Task brief: The entries that follow need to be retyped verbatim.
---------------
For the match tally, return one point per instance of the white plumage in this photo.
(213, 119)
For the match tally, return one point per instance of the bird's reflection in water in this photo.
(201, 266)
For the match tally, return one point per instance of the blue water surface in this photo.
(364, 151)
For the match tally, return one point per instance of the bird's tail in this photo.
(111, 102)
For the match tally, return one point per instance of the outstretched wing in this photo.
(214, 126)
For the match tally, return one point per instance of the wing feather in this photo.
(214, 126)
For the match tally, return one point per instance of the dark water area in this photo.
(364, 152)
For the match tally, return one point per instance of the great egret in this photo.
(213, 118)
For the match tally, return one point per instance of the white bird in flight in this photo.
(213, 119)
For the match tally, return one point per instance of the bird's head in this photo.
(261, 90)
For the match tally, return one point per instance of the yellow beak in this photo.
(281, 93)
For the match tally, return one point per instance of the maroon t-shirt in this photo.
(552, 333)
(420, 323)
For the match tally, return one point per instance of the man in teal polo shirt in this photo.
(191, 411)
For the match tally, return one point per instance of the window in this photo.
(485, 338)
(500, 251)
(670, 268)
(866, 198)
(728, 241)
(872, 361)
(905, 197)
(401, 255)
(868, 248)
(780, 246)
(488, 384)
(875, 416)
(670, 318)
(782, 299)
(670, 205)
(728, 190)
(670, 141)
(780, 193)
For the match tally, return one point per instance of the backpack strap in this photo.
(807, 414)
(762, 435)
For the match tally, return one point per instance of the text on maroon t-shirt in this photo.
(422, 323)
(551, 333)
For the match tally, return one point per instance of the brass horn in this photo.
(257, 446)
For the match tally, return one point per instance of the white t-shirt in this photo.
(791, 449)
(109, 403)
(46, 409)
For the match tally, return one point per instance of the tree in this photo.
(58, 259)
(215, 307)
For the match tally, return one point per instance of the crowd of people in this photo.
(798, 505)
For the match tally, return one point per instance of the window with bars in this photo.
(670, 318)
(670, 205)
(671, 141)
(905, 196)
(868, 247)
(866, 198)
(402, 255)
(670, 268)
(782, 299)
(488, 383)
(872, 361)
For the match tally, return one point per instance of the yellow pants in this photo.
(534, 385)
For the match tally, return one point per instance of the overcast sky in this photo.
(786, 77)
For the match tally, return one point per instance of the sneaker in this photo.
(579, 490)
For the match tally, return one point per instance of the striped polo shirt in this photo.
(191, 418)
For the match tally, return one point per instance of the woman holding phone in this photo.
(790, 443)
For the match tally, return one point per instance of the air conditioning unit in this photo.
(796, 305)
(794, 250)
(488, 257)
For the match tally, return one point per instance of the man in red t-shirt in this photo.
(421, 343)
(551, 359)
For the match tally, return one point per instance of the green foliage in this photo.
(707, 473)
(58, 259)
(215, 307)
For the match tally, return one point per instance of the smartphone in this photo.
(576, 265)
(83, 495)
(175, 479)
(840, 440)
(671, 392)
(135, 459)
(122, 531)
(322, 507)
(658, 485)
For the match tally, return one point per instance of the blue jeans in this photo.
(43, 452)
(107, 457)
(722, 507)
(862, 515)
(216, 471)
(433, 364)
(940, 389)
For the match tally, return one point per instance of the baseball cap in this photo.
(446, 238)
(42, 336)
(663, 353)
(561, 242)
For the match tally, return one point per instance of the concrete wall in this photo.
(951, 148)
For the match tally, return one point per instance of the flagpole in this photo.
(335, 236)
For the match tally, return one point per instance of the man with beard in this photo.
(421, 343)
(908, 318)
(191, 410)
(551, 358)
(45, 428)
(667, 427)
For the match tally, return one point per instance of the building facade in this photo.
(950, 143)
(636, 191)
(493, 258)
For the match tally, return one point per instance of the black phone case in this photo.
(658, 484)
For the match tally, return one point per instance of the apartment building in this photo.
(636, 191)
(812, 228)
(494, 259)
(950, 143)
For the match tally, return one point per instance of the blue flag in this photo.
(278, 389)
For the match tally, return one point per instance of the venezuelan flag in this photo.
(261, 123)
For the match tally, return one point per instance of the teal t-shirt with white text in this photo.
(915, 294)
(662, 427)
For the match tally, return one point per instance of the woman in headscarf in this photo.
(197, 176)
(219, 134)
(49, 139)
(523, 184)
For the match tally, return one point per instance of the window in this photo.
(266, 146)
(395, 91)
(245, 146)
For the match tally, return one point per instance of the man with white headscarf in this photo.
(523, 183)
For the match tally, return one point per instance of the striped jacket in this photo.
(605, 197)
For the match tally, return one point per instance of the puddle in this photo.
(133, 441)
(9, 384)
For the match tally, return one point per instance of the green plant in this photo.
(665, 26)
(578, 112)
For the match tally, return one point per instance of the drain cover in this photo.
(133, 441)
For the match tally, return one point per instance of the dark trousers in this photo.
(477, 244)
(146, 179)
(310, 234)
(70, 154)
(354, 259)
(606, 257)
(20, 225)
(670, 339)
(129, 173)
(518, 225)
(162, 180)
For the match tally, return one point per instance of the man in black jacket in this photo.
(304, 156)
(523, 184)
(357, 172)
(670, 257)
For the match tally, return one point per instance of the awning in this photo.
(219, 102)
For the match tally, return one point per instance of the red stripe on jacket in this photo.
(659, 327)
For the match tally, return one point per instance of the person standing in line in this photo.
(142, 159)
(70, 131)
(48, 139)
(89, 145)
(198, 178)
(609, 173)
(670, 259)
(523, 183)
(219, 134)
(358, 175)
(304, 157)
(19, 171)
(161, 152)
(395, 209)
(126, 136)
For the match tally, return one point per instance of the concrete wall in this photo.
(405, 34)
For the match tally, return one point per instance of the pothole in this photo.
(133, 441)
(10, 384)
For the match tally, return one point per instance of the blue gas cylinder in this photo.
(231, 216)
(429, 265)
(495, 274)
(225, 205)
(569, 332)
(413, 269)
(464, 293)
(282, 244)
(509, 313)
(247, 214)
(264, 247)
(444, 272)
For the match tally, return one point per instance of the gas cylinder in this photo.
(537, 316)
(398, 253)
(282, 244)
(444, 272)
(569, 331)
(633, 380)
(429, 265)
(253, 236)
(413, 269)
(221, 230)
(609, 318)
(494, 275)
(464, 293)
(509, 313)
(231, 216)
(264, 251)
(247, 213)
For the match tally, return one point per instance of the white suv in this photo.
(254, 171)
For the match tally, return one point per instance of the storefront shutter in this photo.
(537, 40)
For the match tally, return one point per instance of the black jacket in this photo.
---------------
Exercise solution:
For the match tally, return one point per instance of the white plumage in this photo.
(213, 119)
For the match tally, return one point per instance of the bird's reflection in water in this photo.
(201, 266)
For the match tally, return one point per instance of the blue water surface in this photo.
(364, 151)
For the match tally, return one point per instance of the bird's tail in this photo.
(111, 102)
For the match tally, return one point per instance of the outstretched wing in this photo.
(214, 126)
For the match tally, return one point per instance of the wing feather in this photo.
(214, 126)
For the match tally, return one point per instance of the dark water area in this photo.
(364, 152)
For the match tally, return one point per instance of the great egret in this photo.
(213, 118)
For the match tally, return one point per instance of the white bird in flight in this photo.
(213, 119)
For the match tally, return one point per instance of the bird's head in this photo.
(261, 90)
For the match tally, return one point per instance of the yellow beak in this photo.
(281, 93)
For the match tally, return one point per instance of the maroon t-shirt in this photo.
(552, 333)
(420, 323)
For the match tally, return one point per instance of the man in teal polo shirt in this photo.
(191, 411)
For the match tally, return one point per instance of the window in this photo.
(485, 338)
(500, 251)
(670, 268)
(866, 198)
(728, 241)
(872, 361)
(905, 197)
(401, 255)
(868, 248)
(780, 246)
(488, 384)
(875, 416)
(670, 318)
(782, 299)
(670, 205)
(728, 190)
(670, 141)
(780, 193)
For the match tally, return one point per instance of the backpack strap in this photo.
(807, 414)
(762, 435)
For the match tally, return one point per instance of the text on maroon t-shirt in this photo.
(422, 323)
(551, 333)
For the match tally, return one point per instance of the brass horn in this photo.
(257, 446)
For the match tally, return one point per instance of the white t-shirt in this photo.
(791, 449)
(109, 403)
(46, 409)
For the match tally, return one point per instance of the tree in this photo.
(58, 259)
(215, 307)
For the match tally, return one point per instance of the crowd of people in this photo.
(798, 505)
For the match tally, return one point per instance of the window with bars in this photo.
(670, 318)
(670, 205)
(671, 141)
(905, 196)
(868, 247)
(866, 198)
(402, 255)
(670, 268)
(782, 299)
(488, 383)
(872, 361)
For the match tally, return one point per instance of the yellow pants in this photo.
(534, 385)
For the match tally, return one point per instance of the overcast sky in this photo.
(786, 77)
For the match tally, return one point per instance of the sneaker in this photo.
(579, 490)
For the match tally, return one point per instance of the striped polo shirt in this photo.
(191, 418)
For the match tally, return one point per instance of the woman holding phone in this photo.
(790, 443)
For the match tally, return one point per instance of the air conditioning unit in this photo.
(796, 305)
(794, 250)
(488, 257)
For the match tally, return one point per instance of the man in red t-shirt in this photo.
(421, 343)
(551, 359)
For the match tally, return one point per instance of the green foliage in this photo.
(707, 473)
(58, 259)
(215, 307)
For the match tally, return one point per instance of the smartphone in this photo.
(576, 265)
(83, 495)
(175, 479)
(840, 440)
(671, 392)
(135, 459)
(122, 531)
(322, 507)
(658, 485)
For the match tally, return one point per instance of the blue jeans in this photo.
(43, 452)
(107, 457)
(722, 507)
(862, 515)
(216, 471)
(433, 364)
(940, 389)
For the match tally, return one point per instance of the baseball cap in this photo.
(446, 238)
(42, 336)
(663, 353)
(561, 242)
For the match tally, return one point per instance of the concrete wall in this photo.
(951, 148)
For the match tally, return one point per instance of the flagpole in this photo.
(335, 236)
For the match tally, return one point per instance of the man with beard in this photo.
(421, 343)
(908, 318)
(191, 410)
(551, 358)
(45, 428)
(667, 427)
For the match tally, return one point per instance of the building facade in this photo.
(950, 143)
(636, 191)
(493, 258)
For the match tally, return one point per instance of the black phone case in this photo.
(658, 484)
For the match tally, return one point per instance of the apartment building in this photo.
(636, 191)
(812, 228)
(494, 259)
(950, 143)
For the match tally, return one point per instance of the blue flag in this photo.
(278, 389)
For the match tally, return one point per instance of the venezuelan flag in this photo.
(261, 123)
For the match tally, return one point per instance of the teal t-shirt with white text in this photo.
(915, 294)
(662, 427)
For the match tally, return one point per instance of the woman in headscarf in this photo.
(197, 176)
(219, 134)
(49, 139)
(523, 184)
For the match tally, return one point per instance of the window in this photo.
(266, 146)
(395, 91)
(245, 146)
For the match tally, return one point per instance of the man with white headscarf in this photo.
(523, 183)
For the match tally, return one point per instance of the striped jacket in this photo.
(605, 197)
For the match tally, return one point per instance of the puddle in this photo.
(133, 441)
(9, 384)
For the match tally, return one point per instance of the green plant in this photo.
(665, 26)
(578, 112)
For the match tally, return one point per instance of the drain cover in this photo.
(133, 441)
For the match tally, return one point per instance of the dark trousers in this photo.
(477, 244)
(146, 179)
(310, 234)
(70, 154)
(354, 259)
(606, 257)
(20, 225)
(670, 339)
(129, 173)
(518, 225)
(162, 180)
For the match tally, return one point per instance of the man in black jacket in this photo.
(304, 156)
(523, 184)
(357, 172)
(670, 257)
For the match tally, return one point per instance of the awning in this photo.
(219, 102)
For the match tally, return one point per instance of the red stripe on jacket in this photo.
(659, 327)
For the match tally, return one point per instance of the person standing in line in this photo.
(142, 159)
(70, 131)
(48, 139)
(89, 145)
(198, 178)
(609, 173)
(670, 259)
(523, 183)
(219, 134)
(358, 175)
(304, 157)
(19, 171)
(161, 152)
(395, 209)
(126, 136)
For the match tally, return one point per instance of the concrete wall in this photo.
(405, 34)
For the match tally, return one point per instance of the pothole in this photo.
(133, 441)
(10, 384)
For the match tally, return one point per instance of the blue gas cylinder in this photo.
(231, 216)
(429, 265)
(495, 274)
(225, 205)
(569, 332)
(413, 269)
(464, 293)
(282, 244)
(509, 313)
(247, 214)
(264, 247)
(444, 272)
For the match tally, return one point per instance of the gas cylinder in this photo.
(537, 316)
(398, 253)
(282, 244)
(444, 272)
(569, 331)
(633, 380)
(429, 265)
(253, 236)
(413, 269)
(221, 230)
(609, 318)
(494, 275)
(464, 293)
(509, 313)
(231, 216)
(264, 251)
(247, 213)
For the match tally, return one point per instance of the white suv in this photo.
(254, 171)
For the match tally, return one point per instance of the storefront shutter in this photo.
(537, 40)
For the match tally, return one point per instance of the black jacket in this photo.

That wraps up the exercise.